**YOUR OBJECTIVE**
In the weight-loss drug article, copy out the stretch from "Findings from the STEP-HFpEF" through "in the year.", substituting "insurers" wherever "payers" appears.

**SOURCE DOCUMENT**
Findings from the STEP-HFpEF trial effectively showed that quality of life improved with the use of semaglutide. Although Clements said this is an unsurprising finding—as patients lose weight and their health improves, naturally their quality of life should follow—she predicts more future studies like this one to show the benefits of these drugs in issues outside of hypertension and diabetes. Using data like these, companies can seek new FDA indications and push payers to cover these medications.

For instance, Clements said she predicts that Eli Lilly will pursue an indication in obstructive sleep apnea for tirzepatide by the end of 2024. This would be based on study data expected at a sleep conference later in the year.

Perhaps most notably, on March 8, semaglutide received a new FDA indication for cardiovascular risk reduction, based on findings from the SELECT trial. In this trial, participants with pre-existing cardiovascular disease and a BMI of 27 kg/m2or greater without diabetes were randomized to semaglutide 2.4 mg or placebo for an average of 34.2 months. In the primary outcome of 3-point major adverse cardiovascular events, risk was reduced by 20% in the semaglutide arm compared with the placebo arm. Furthermore, over 5 years, the reduction in risk was seen regardless of baseline age, sex, race, ethnicity, BMI, and level of renal function impairment.

Region descriptions in natural language
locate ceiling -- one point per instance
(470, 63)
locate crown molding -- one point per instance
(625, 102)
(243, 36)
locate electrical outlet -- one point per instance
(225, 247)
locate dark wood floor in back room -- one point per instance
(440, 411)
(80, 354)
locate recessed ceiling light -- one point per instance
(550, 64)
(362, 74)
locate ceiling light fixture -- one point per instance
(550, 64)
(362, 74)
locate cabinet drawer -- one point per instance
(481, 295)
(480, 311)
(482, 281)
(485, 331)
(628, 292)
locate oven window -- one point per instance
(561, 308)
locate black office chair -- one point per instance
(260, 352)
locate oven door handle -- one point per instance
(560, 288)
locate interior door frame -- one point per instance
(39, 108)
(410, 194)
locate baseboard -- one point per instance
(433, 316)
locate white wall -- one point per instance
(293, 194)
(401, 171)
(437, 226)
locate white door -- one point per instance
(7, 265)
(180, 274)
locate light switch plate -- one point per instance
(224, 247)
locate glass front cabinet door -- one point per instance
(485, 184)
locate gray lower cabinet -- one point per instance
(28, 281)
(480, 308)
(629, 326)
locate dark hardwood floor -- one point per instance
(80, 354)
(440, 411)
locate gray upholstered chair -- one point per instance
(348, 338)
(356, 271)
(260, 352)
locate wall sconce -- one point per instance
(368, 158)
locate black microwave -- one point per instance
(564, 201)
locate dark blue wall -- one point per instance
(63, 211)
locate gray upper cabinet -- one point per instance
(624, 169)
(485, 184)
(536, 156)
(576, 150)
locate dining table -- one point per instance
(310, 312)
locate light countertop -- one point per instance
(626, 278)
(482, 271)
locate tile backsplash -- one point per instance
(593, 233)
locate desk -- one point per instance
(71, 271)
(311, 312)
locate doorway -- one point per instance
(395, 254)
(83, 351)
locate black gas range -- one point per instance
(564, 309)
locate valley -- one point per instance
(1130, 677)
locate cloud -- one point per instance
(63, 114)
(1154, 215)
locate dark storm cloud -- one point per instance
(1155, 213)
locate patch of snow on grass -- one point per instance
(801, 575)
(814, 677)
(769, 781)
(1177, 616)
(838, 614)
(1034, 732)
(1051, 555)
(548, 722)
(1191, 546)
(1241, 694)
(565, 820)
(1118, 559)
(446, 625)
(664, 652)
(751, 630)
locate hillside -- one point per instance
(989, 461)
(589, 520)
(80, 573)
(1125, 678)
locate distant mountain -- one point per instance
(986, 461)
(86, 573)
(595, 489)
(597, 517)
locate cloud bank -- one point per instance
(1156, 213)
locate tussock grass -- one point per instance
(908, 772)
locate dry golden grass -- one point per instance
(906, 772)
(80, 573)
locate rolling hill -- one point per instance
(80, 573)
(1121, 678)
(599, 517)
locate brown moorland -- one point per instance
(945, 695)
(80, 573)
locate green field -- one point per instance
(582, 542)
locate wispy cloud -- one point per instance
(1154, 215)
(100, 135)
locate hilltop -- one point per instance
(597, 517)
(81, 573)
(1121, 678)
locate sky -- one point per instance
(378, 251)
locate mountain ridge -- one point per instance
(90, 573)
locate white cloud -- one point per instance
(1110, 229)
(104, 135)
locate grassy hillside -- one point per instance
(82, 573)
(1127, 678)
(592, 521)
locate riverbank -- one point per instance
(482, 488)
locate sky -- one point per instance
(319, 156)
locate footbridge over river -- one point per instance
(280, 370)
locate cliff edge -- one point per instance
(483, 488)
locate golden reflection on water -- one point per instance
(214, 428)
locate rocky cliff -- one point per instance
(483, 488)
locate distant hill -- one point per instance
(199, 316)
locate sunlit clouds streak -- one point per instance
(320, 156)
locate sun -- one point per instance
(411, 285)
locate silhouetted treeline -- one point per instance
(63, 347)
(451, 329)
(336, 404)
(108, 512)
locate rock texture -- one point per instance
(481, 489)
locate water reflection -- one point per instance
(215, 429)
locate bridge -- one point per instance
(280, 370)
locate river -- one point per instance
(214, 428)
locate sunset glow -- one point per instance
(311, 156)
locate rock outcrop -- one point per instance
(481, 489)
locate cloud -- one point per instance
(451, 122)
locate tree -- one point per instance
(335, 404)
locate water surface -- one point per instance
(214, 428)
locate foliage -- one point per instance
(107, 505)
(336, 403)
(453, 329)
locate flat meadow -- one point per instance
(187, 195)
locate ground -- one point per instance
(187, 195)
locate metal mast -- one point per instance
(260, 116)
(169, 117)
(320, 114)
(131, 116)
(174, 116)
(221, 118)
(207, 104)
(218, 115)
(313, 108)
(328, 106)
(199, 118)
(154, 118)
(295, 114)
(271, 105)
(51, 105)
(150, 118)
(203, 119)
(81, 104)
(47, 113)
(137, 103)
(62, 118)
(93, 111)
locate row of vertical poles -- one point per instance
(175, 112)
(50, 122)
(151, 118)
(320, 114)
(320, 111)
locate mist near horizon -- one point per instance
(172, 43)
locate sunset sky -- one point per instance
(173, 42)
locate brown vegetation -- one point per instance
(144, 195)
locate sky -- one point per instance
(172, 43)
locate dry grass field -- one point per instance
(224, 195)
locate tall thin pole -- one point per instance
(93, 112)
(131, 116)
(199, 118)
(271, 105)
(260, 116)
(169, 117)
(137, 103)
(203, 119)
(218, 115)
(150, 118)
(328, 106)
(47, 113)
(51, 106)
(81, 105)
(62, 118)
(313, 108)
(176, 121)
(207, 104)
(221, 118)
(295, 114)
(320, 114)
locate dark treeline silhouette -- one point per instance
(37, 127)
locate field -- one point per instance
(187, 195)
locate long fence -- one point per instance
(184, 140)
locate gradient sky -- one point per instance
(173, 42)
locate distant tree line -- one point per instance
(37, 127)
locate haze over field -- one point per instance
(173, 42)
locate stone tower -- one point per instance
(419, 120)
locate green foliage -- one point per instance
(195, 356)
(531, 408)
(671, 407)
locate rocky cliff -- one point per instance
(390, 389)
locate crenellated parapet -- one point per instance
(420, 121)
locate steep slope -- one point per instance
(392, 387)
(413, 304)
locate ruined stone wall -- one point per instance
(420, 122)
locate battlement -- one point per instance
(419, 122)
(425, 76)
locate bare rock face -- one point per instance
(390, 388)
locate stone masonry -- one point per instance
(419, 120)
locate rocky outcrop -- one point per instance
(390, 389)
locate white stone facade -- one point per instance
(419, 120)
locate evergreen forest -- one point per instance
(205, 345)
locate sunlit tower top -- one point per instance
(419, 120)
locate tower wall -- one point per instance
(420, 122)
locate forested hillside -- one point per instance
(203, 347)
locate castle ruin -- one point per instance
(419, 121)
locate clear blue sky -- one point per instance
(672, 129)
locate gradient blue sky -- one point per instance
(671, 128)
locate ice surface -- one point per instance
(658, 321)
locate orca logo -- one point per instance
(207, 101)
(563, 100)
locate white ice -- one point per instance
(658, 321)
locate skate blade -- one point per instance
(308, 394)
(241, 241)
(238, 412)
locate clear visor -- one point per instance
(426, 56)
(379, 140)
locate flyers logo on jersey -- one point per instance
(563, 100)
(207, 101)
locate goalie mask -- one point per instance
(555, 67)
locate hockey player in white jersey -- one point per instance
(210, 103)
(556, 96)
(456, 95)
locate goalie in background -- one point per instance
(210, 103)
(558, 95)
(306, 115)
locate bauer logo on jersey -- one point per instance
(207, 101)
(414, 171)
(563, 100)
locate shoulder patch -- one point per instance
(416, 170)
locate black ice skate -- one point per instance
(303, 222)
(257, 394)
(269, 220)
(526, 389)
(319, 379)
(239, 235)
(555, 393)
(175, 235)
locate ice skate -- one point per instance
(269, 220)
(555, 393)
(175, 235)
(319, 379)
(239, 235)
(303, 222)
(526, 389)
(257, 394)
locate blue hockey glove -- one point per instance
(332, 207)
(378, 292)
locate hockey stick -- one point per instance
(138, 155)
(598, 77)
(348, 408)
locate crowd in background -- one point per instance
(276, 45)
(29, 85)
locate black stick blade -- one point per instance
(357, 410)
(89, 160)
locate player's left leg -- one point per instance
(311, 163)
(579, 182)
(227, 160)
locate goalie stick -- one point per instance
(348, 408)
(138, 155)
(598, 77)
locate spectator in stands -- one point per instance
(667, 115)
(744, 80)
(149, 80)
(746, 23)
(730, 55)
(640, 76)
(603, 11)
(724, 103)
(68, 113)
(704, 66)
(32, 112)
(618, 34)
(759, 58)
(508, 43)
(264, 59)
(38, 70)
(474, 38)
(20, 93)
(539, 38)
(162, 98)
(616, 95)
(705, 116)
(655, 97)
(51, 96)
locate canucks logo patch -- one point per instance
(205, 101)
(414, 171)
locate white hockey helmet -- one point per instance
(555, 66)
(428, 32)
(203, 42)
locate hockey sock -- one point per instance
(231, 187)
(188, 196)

**OUTPUT**
Findings from the STEP-HFpEF trial effectively showed that quality of life improved with the use of semaglutide. Although Clements said this is an unsurprising finding—as patients lose weight and their health improves, naturally their quality of life should follow—she predicts more future studies like this one to show the benefits of these drugs in issues outside of hypertension and diabetes. Using data like these, companies can seek new FDA indications and push insurers to cover these medications.

For instance, Clements said she predicts that Eli Lilly will pursue an indication in obstructive sleep apnea for tirzepatide by the end of 2024. This would be based on study data expected at a sleep conference later in the year.